This approach of using the system python, although somewhat mitigated by flatpak, is Bad. What happens when you have to ship GIMP on non-flatpak platforms, like MacOS...? You're either stuck on an ancient version or you must ask the user to install it separately. Neither option is particularly good.
It shouldn't be too hard to pack up a python executable instead.
I don't even understand what the standalone Python interpreter is used for; for plug-ins wouldn't you expect the hosting application to integrate the interpreter? That's at least my "traditional" view of how application plug-ins work.
On the other hand it's 20 years since I last worked with GIMP plug-ins, and back then it was C all the way.
GIMP plugins run in a separate process from the main process. My guess is that the main motivation is resiliency, to prevent crashes in buggy plugins from taking down the whole program. The plugin is essentially a standalone program that loads a library to help it talk to the parent process, in the case of both C and Python, so there isn't a real need to embed the Python interpreter in another process like you would with a more "traditional" Python plugin architecture.
QGIS on Linux does this as well, and it's really quite annoying. On Windows nobody assumes you'll have python installed, so everybody ships their own python. Sure I probably have at least 6 pythons installed on my machine, but at least I know that I can safely upgrade or install a package in one python without it risking breaking 6 other applications.
I think part of that has to do with it being a pythonic choice as well though. Python actively encourages you to segment off your environment for everything you do, that mentality continues to packaging and deploying.

◇ ◇ ◇ ◇ ◇ ◇ ◇

STATED TASK 1
Can you copy everything in the GIMP and Python comments from "It shouldn't be" down to "Python plugin architecture.", word for word?
STATED TASK 2
Answer these questions about the GIMP and Python comments:
(a) How many years has it been since one commenter last worked with GIMP plug-ins?
(b) Where do GIMP plugins run in relation to the main process?
(c) On Windows, what does everybody ship with their application?

EXTRACTED ENTRIES
◇ ◇ ◇ ◇ ◇ ◇ ◇

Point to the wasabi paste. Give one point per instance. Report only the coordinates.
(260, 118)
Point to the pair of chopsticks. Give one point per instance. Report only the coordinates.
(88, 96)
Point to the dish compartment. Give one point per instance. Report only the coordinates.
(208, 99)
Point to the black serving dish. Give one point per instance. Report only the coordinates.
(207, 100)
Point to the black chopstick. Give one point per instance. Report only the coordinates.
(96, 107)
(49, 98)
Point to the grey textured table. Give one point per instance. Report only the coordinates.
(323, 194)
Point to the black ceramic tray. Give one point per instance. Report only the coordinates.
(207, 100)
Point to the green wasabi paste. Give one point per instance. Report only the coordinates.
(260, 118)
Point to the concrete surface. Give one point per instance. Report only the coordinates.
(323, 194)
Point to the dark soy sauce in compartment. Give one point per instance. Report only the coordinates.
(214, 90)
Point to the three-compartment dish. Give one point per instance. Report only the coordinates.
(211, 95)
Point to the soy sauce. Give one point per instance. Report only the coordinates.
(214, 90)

◇ ◇ ◇ ◇ ◇ ◇ ◇

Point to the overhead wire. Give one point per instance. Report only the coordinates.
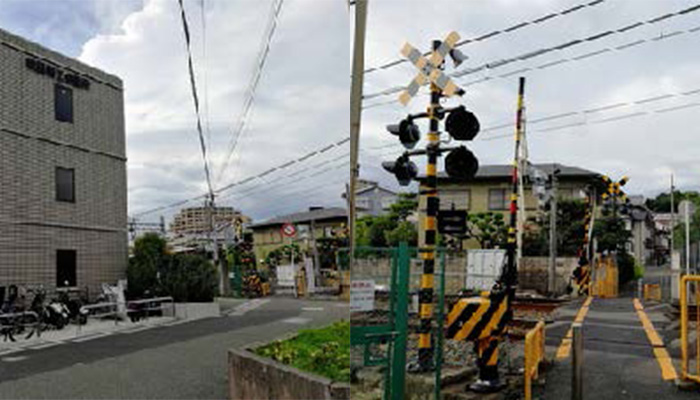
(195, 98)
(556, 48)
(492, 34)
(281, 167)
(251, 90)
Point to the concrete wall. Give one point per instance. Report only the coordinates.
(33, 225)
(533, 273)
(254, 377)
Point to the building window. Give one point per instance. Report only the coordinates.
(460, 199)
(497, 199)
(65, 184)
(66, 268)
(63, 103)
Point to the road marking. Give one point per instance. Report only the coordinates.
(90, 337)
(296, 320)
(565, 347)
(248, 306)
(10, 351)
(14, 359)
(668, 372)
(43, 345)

◇ ◇ ◇ ◇ ◇ ◇ ◇

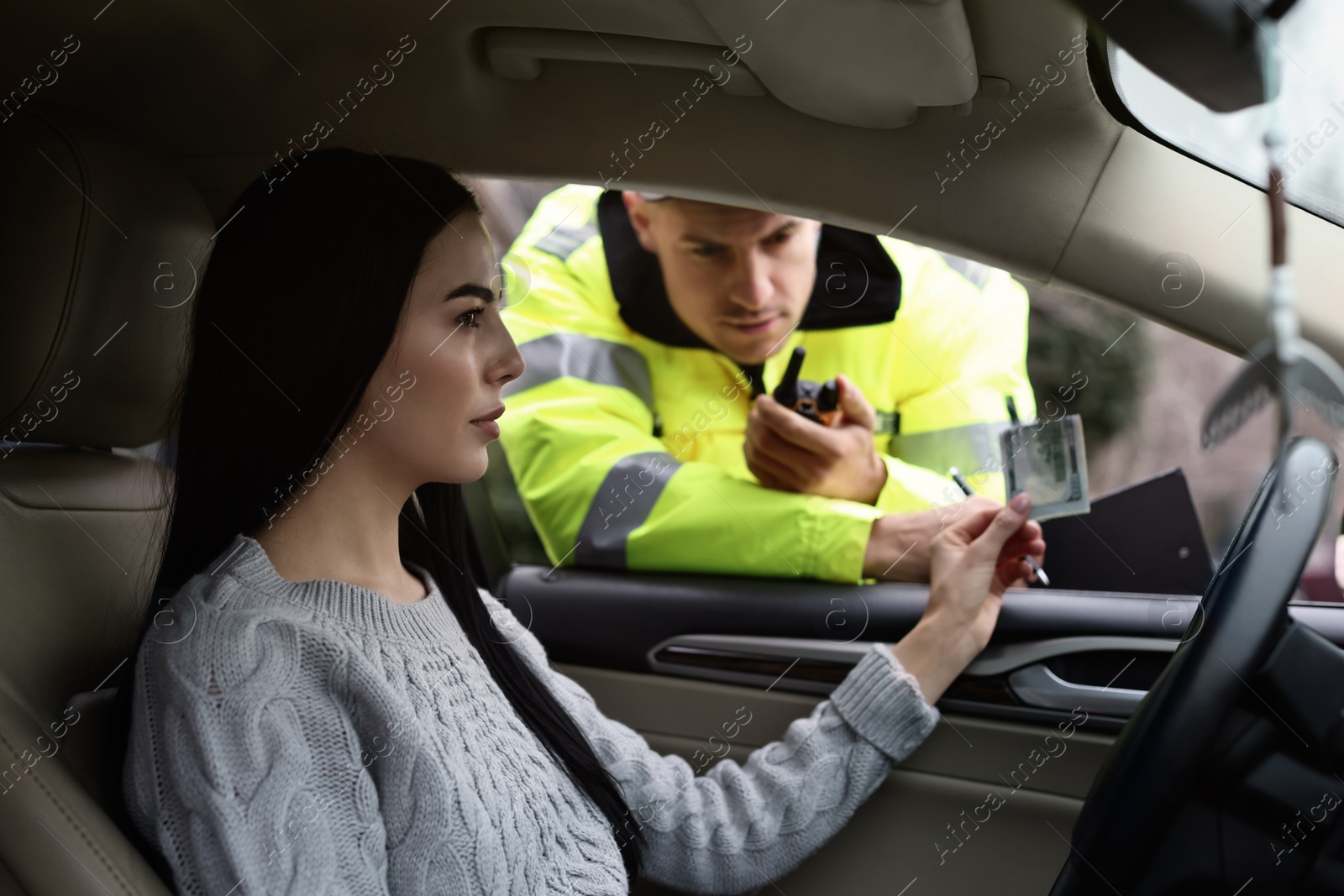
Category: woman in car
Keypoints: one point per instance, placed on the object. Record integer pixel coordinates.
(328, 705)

◇ ◇ ◇ ◇ ◇ ◇ ◇

OUTPUT 1
It shouldn't be too hard to pack up a python executable instead.
I don't even understand what the standalone Python interpreter is used for; for plug-ins wouldn't you expect the hosting application to integrate the interpreter? That's at least my "traditional" view of how application plug-ins work.
On the other hand it's 20 years since I last worked with GIMP plug-ins, and back then it was C all the way.
GIMP plugins run in a separate process from the main process. My guess is that the main motivation is resiliency, to prevent crashes in buggy plugins from taking down the whole program. The plugin is essentially a standalone program that loads a library to help it talk to the parent process, in the case of both C and Python, so there isn't a real need to embed the Python interpreter in another process like you would with a more "traditional" Python plugin architecture.

OUTPUT 2
(a) 20 years.
(b) In a separate process from the main process.
(c) Their own python.